WHAT IS EXPECTED:
Please start at the first line of the records beneath and quote each line exactly, ending with the line containing "If you could tag each instance of the bay".

**** EXERCISE MATERIALS

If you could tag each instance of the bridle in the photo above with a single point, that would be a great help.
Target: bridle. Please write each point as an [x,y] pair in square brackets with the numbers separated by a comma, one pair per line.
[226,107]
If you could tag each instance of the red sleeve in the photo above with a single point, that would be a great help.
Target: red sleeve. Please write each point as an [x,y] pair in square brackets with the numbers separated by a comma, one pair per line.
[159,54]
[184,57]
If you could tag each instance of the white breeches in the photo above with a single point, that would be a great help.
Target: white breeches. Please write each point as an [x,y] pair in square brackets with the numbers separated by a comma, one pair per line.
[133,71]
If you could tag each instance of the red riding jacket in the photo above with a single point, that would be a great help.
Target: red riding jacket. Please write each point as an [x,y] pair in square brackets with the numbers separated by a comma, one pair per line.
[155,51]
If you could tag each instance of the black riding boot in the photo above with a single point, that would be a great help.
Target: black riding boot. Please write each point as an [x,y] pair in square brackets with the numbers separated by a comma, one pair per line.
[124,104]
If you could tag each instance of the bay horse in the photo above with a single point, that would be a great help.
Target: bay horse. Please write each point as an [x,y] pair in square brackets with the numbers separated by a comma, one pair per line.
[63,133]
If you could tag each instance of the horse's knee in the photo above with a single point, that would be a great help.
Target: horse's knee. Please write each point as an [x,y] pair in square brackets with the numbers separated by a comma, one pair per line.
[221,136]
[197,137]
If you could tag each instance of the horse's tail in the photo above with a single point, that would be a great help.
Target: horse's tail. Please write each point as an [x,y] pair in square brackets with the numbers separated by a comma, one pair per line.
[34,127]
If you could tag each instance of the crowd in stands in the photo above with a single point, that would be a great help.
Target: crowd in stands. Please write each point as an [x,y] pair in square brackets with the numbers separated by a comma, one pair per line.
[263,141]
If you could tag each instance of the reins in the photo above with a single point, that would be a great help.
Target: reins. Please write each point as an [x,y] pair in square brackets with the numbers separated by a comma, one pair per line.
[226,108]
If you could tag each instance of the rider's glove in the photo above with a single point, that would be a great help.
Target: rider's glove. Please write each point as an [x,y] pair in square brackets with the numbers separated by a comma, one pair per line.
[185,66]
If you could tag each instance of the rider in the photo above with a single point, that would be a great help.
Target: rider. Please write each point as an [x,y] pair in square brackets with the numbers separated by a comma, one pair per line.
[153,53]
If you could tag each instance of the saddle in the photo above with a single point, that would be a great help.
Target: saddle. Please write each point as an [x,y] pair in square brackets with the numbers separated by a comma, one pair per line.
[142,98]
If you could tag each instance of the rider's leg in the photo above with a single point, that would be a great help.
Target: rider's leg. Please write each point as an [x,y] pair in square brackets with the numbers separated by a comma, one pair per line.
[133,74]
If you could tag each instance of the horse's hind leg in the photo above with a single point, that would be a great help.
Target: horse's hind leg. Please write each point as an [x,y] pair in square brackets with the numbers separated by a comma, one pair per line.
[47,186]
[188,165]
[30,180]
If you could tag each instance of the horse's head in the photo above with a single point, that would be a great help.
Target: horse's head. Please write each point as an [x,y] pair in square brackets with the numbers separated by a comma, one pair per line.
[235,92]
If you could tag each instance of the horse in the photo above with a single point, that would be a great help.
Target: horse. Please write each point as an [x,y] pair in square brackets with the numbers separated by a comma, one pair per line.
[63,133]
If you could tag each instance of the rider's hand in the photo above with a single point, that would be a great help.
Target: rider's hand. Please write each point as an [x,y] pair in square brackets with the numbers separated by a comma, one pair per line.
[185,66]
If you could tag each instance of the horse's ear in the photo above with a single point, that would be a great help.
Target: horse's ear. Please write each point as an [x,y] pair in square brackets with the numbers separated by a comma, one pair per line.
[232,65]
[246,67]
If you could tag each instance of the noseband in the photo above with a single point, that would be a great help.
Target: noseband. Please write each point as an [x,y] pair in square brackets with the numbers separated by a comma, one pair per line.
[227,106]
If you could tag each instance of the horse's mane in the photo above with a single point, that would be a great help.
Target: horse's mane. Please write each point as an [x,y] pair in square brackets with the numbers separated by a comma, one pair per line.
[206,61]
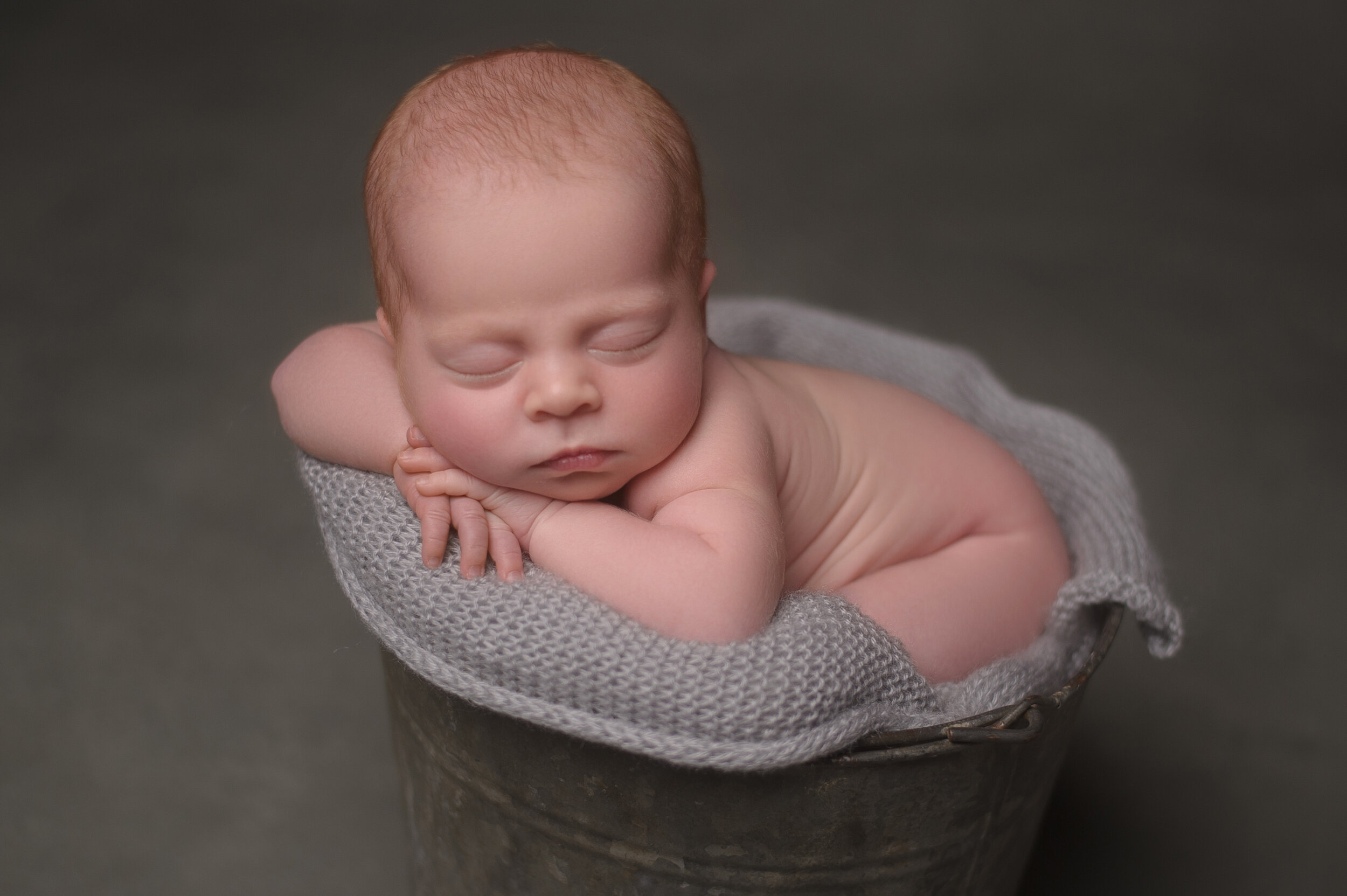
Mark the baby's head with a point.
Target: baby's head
(538, 235)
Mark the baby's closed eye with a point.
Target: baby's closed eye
(483, 360)
(631, 338)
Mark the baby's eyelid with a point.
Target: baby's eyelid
(640, 340)
(484, 378)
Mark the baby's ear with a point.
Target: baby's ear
(707, 275)
(384, 328)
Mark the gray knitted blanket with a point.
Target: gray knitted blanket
(821, 674)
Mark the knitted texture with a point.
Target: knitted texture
(821, 674)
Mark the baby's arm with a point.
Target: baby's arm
(338, 400)
(706, 568)
(699, 554)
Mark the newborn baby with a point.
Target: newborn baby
(540, 379)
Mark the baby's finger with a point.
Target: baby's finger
(454, 484)
(505, 552)
(470, 522)
(434, 517)
(423, 460)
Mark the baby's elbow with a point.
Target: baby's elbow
(736, 614)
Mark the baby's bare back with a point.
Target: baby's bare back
(871, 475)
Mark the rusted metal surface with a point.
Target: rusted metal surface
(504, 808)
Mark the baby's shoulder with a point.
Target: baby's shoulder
(729, 446)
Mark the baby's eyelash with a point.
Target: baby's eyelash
(485, 378)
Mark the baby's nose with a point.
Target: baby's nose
(561, 388)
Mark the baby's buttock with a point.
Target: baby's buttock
(871, 475)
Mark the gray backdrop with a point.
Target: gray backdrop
(1135, 211)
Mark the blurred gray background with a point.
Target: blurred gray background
(1133, 211)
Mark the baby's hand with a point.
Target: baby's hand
(478, 531)
(520, 511)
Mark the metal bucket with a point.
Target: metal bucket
(497, 806)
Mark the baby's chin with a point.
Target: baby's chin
(578, 487)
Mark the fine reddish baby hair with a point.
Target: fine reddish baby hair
(534, 109)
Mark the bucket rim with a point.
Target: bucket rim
(1011, 724)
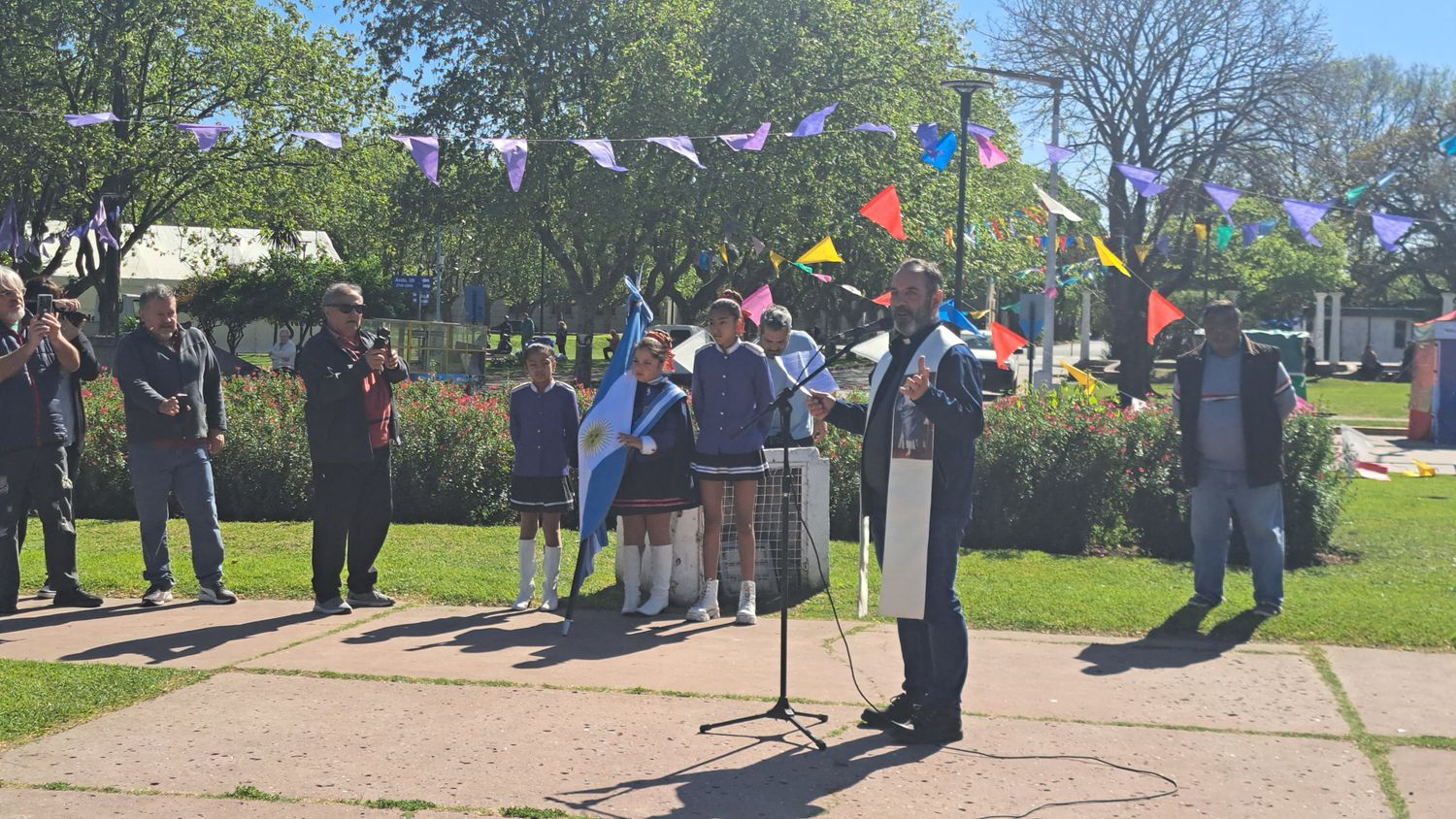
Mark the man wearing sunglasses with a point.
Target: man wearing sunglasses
(351, 417)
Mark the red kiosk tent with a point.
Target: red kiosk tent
(1433, 381)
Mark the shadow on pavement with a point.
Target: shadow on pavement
(1174, 643)
(783, 786)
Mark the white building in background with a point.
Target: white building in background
(171, 253)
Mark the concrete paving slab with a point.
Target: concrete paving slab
(1400, 693)
(605, 649)
(640, 755)
(186, 633)
(1427, 780)
(19, 803)
(1120, 679)
(1138, 681)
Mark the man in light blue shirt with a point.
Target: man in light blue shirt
(780, 343)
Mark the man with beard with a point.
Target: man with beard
(931, 369)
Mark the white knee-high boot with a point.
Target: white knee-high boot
(631, 577)
(550, 569)
(661, 559)
(526, 551)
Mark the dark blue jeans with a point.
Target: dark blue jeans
(934, 649)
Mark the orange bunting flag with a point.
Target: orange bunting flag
(884, 210)
(1007, 344)
(1107, 258)
(1159, 314)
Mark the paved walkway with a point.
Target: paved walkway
(477, 710)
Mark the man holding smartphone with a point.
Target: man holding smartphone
(175, 423)
(32, 437)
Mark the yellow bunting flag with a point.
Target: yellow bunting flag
(1085, 378)
(1107, 258)
(821, 252)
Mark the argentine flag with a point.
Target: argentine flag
(600, 458)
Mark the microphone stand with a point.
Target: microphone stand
(782, 710)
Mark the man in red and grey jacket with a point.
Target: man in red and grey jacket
(32, 445)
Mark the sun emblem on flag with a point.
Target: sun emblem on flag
(596, 435)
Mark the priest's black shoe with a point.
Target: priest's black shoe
(929, 726)
(897, 713)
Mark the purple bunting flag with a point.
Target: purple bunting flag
(1223, 197)
(1143, 180)
(425, 151)
(929, 134)
(78, 119)
(1307, 215)
(814, 122)
(678, 146)
(514, 154)
(747, 142)
(1057, 153)
(986, 150)
(206, 134)
(602, 151)
(1389, 229)
(326, 139)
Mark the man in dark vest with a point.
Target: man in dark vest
(1232, 398)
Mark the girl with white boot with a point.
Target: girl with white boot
(657, 480)
(544, 426)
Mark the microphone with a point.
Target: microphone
(865, 329)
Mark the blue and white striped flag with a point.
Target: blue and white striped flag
(600, 457)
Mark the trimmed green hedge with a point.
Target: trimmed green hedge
(1056, 472)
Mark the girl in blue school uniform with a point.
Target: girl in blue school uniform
(731, 387)
(657, 480)
(544, 428)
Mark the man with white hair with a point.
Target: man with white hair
(32, 445)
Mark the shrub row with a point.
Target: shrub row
(1054, 472)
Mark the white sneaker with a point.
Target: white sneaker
(526, 556)
(747, 604)
(707, 606)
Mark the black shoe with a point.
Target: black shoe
(899, 711)
(931, 726)
(76, 598)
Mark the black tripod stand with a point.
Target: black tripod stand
(782, 710)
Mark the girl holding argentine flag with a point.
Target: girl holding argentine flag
(657, 478)
(731, 389)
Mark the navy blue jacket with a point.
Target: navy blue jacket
(28, 410)
(728, 390)
(952, 405)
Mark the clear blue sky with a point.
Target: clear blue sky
(1409, 31)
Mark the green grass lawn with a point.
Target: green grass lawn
(41, 697)
(1360, 399)
(1394, 585)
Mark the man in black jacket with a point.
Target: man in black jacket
(175, 423)
(32, 454)
(349, 376)
(69, 396)
(1232, 398)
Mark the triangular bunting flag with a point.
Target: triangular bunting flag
(821, 252)
(1159, 314)
(884, 210)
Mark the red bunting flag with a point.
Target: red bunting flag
(884, 210)
(1159, 314)
(1007, 343)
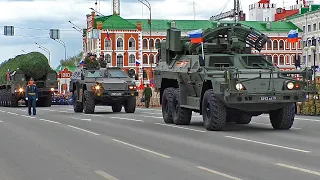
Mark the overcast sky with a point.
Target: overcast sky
(33, 19)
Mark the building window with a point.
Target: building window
(107, 58)
(151, 44)
(132, 60)
(145, 59)
(120, 61)
(120, 44)
(132, 44)
(145, 44)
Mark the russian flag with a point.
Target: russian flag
(195, 36)
(293, 36)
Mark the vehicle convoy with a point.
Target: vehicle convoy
(34, 64)
(96, 84)
(228, 83)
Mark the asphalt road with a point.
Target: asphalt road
(58, 144)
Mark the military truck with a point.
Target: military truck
(224, 81)
(14, 90)
(107, 86)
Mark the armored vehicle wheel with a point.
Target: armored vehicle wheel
(283, 118)
(88, 102)
(167, 98)
(180, 115)
(130, 105)
(77, 106)
(213, 112)
(116, 107)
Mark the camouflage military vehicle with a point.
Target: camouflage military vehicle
(15, 88)
(108, 86)
(229, 84)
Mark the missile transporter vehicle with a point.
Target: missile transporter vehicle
(109, 86)
(14, 90)
(224, 81)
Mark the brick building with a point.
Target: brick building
(130, 40)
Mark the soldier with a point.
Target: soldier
(147, 92)
(32, 96)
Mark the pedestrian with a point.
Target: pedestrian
(147, 92)
(32, 96)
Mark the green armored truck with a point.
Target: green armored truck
(97, 84)
(223, 81)
(13, 88)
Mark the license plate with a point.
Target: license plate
(268, 98)
(116, 94)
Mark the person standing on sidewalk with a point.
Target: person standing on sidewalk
(32, 96)
(147, 95)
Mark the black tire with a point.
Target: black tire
(77, 106)
(88, 103)
(283, 118)
(130, 105)
(180, 115)
(166, 102)
(213, 112)
(243, 118)
(117, 107)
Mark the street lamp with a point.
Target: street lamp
(147, 4)
(44, 49)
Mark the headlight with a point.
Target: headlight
(239, 86)
(290, 85)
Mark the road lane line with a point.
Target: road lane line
(12, 113)
(268, 144)
(179, 127)
(137, 120)
(270, 125)
(106, 175)
(142, 149)
(83, 130)
(218, 173)
(81, 119)
(49, 121)
(299, 169)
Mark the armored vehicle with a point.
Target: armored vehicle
(15, 88)
(223, 81)
(109, 86)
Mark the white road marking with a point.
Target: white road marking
(83, 130)
(49, 121)
(106, 175)
(12, 113)
(270, 125)
(218, 173)
(142, 149)
(157, 117)
(137, 120)
(179, 127)
(81, 119)
(268, 144)
(299, 169)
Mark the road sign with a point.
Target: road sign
(8, 30)
(54, 34)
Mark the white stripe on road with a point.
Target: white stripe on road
(218, 173)
(81, 119)
(299, 169)
(83, 130)
(106, 175)
(179, 127)
(270, 125)
(137, 120)
(142, 149)
(268, 144)
(49, 121)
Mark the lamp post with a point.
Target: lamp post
(44, 49)
(147, 4)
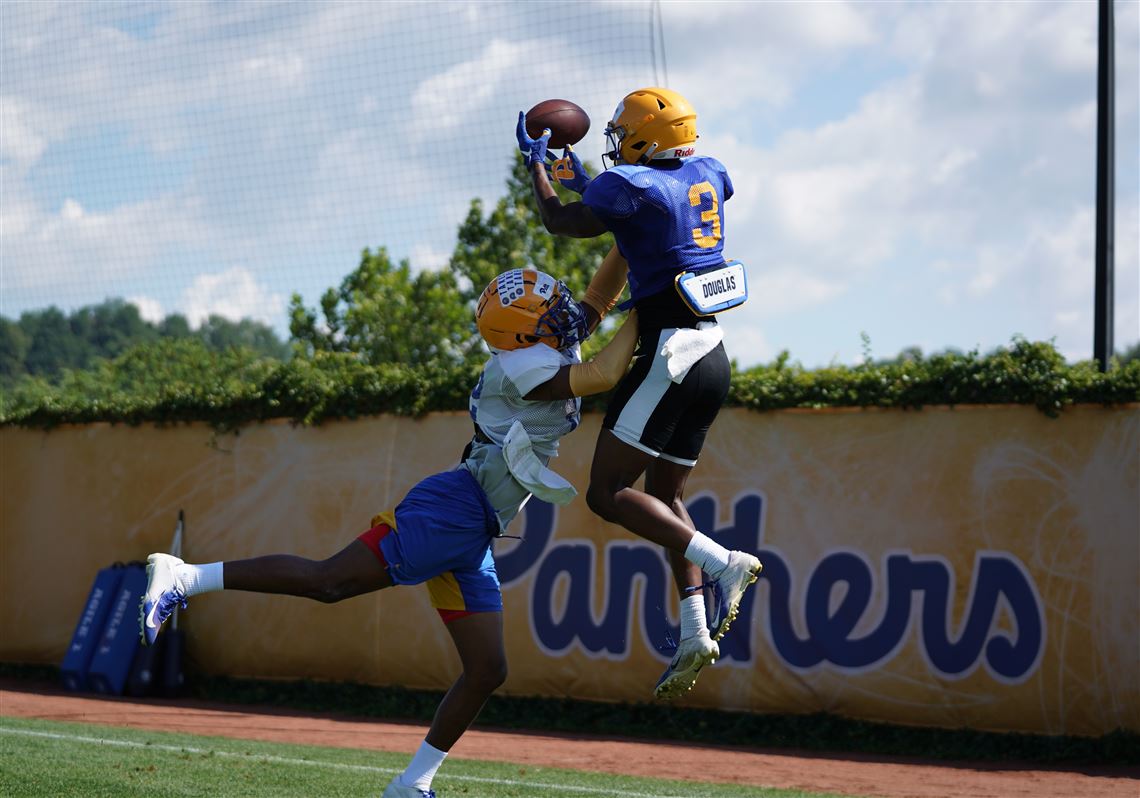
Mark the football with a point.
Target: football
(567, 121)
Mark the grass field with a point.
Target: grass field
(50, 758)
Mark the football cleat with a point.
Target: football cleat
(651, 124)
(395, 789)
(692, 654)
(729, 588)
(164, 593)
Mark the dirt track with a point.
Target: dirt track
(856, 775)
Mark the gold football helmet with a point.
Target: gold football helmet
(524, 307)
(651, 124)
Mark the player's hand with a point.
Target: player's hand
(570, 172)
(534, 149)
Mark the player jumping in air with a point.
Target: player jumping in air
(441, 532)
(664, 205)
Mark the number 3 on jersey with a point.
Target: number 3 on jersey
(706, 237)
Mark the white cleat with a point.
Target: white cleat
(395, 789)
(692, 654)
(164, 593)
(729, 588)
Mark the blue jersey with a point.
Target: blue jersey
(664, 220)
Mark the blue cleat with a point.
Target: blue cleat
(164, 593)
(397, 790)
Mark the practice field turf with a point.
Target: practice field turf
(50, 758)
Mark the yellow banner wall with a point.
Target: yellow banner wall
(972, 567)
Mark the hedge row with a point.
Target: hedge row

********

YOUR SOLUTION:
If you could tag each instance of the bridle in the photo above with a single point, that would be a great help.
Target: bridle. Please write each point as an [x,y] pair in square brackets with the numbers separated by a comma, one pair per line.
[226,107]
If you could tag each instance of the red sleeve in the photo above with a single point, that would be a great help.
Target: red sleeve. Please write each point as an [x,y] pair in square brackets with the numbers separated by a comma, one pair per line.
[159,54]
[184,57]
If you could tag each instance of the white breeches in the photo above with a single point, that would be a great help.
Target: white breeches. Please write each point as an [x,y] pair in square brackets with the numbers separated by a comma, one pair per line.
[133,71]
If you could tag each instance of the red riding jacket in the photo above with a single point, that would be a great help.
Target: red riding jacket. Please write each point as an [x,y] pair in square brackets with the numbers separated by a comma, one pair per line.
[155,51]
If you could tag each instance of the black riding boot in the photo above with a single point, that would be a great help.
Target: black riding boot. Please write each point as an [x,y] pair in square brackets with the numbers separated by a comma, one pair per line.
[124,104]
If you could tag each instance of the bay horse in the photo above with a single point, that would be a great help.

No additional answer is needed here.